The records.
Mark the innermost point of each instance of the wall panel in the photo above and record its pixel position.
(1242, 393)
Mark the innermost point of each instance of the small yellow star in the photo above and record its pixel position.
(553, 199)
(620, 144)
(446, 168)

Direction. Write out the material without any changes, from the line containing "Mark the innermost point of each instance of the small" through the last line of the material, both included.

Answer to the problem.
Mark the innermost point of each instance of the small yellow star in the photo above and record its pixel position.
(553, 199)
(620, 144)
(446, 168)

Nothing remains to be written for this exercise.